▶ **Document excerpt**

Holygon End User License Agreement

Holygon End User License Agreement — EULA

Last updated: October 22, 2024

End user license agreement, Maintenance agreement, and Support agreement regarding software products developed or marketed by Holygon.

This Holygon Master Software Subscription Agreement (together with the Order referred to as the “Agreement”) constitutes a binding legal agreement between the End User or Customer (the “Licensee”) specified on the applicable ordering document, invoice, or accepted quote (the “Order”) and Holygon AB (“Holygon”), a Swedish company with European Union Company registry number SE559239532001 and head office post address at Dalbyvägen 5, 22460, Lund, Sweden (each a “Party” and collectively, the “Parties”) with regard to:

(i) Licensee use of the proprietary software defined in the Order with this Agreement, (ii) any updates provided by Holygon to Licensee (collectively, the “Software”), (iii) any standard installation materials, specifications, and system documentation relating to the Software made available by Holygon to Licensee (“Documentation”), and (iv) the provision of maintenance, support and other related services by Holygon. By accepting and signing the Order in connection with licensing the Software and purchase of related services, or by using the software, Licensee accepts the terms and conditions of this Agreement. Natural persons who have entered into this Agreement represents and warrants that the execution, delivery, and performance of the Order and this Agreement on the Licensees behalf has been duly authorized by the Licensee.

▶ **Data entries**

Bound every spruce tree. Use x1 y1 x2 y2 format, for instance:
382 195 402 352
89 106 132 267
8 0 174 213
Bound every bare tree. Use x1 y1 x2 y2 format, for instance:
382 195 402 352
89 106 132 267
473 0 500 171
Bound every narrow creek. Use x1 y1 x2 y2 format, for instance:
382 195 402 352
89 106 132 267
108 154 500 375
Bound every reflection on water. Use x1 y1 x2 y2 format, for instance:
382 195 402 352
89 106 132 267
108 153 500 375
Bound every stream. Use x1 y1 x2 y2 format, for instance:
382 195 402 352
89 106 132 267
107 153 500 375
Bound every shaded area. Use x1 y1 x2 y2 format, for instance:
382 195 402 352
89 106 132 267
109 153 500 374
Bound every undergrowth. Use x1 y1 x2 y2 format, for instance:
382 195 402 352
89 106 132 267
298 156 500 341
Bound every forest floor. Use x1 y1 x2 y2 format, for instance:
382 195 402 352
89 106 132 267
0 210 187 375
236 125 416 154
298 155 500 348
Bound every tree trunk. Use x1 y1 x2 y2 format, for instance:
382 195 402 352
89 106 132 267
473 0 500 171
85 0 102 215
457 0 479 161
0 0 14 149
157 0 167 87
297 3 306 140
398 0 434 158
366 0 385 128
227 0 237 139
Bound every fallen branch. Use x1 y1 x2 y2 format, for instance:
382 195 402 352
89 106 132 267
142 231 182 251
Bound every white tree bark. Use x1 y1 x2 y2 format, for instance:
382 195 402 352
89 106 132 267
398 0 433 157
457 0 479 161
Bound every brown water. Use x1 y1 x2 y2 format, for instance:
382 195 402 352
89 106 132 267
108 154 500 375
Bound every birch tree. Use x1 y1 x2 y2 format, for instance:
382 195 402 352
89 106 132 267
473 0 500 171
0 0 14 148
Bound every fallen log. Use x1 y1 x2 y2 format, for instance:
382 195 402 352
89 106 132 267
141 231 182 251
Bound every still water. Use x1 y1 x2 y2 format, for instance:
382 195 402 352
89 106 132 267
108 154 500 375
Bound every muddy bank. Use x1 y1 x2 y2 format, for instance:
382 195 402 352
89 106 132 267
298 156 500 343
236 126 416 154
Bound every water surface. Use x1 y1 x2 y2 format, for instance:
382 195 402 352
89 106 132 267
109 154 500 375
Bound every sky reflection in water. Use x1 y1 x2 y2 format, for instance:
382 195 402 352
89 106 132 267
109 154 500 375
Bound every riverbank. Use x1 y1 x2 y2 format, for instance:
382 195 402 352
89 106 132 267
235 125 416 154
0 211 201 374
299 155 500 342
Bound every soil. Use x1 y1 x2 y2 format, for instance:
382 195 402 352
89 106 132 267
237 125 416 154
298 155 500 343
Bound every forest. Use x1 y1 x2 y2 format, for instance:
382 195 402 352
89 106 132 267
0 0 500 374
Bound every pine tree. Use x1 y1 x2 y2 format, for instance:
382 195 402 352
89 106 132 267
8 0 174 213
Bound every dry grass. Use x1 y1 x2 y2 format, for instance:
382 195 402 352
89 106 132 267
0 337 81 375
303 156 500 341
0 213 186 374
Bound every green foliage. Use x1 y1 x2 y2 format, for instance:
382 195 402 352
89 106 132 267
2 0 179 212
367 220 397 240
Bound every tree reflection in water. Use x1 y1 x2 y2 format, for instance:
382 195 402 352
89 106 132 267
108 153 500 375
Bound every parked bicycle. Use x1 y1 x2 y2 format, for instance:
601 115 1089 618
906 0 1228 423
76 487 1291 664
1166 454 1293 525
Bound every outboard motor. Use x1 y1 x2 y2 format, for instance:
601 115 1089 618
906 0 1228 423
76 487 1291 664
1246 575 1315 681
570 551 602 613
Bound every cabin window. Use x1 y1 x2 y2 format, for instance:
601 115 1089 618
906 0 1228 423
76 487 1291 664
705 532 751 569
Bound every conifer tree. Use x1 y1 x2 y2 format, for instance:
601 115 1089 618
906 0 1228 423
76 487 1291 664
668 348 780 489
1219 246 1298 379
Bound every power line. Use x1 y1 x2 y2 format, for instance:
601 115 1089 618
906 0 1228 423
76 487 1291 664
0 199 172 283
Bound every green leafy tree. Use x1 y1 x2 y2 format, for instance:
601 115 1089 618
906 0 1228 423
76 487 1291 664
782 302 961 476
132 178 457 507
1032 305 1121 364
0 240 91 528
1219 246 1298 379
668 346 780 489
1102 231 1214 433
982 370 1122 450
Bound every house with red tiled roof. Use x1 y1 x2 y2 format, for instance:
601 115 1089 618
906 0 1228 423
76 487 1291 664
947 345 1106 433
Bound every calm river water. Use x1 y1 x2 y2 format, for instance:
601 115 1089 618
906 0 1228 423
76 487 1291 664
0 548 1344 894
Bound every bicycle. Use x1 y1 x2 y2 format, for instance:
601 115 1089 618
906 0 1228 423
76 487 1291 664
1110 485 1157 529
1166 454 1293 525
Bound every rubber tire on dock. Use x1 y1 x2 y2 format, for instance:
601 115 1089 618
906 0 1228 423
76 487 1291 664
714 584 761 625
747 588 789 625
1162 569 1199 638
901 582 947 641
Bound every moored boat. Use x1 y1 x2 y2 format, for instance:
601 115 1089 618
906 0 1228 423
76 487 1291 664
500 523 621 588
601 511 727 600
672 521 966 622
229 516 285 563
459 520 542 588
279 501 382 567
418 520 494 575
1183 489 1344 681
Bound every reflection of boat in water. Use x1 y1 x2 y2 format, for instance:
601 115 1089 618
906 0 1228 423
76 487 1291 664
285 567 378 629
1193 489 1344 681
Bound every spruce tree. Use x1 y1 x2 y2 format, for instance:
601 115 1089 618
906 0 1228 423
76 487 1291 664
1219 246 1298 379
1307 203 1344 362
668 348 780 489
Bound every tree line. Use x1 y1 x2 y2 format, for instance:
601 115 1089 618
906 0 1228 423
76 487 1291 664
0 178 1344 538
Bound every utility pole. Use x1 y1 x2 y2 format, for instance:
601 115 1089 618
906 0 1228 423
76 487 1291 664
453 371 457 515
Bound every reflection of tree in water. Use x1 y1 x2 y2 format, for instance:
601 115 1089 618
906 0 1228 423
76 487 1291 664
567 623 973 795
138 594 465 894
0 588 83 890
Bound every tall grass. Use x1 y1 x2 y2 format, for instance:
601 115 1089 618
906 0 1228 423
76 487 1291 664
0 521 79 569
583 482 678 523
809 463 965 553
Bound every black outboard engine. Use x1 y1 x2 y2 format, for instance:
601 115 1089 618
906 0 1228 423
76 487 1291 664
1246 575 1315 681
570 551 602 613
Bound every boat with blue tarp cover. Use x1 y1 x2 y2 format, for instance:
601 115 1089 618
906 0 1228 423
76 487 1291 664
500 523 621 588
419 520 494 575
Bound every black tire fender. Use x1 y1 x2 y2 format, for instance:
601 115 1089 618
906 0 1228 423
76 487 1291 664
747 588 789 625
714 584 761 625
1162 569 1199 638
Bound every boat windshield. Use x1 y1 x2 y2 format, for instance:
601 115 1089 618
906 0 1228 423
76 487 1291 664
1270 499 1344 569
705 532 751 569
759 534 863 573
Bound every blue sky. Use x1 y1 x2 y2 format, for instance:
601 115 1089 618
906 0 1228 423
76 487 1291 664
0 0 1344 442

▶ **Required actions**
**1.** According to the Holygon license agreement, in which city is Holygon's head office located?
**2.** Reproduce the passage of the Holygon license agreement from "Holygon End User License Agreement —" up to and including "marketed by Holygon.".

▶ **Written answers**
**1.** Lund, Sweden.

**2.**
Holygon End User License Agreement — EULA

Last updated: October 22, 2024

End user license agreement, Maintenance agreement, and Support agreement regarding software products developed or marketed by Holygon.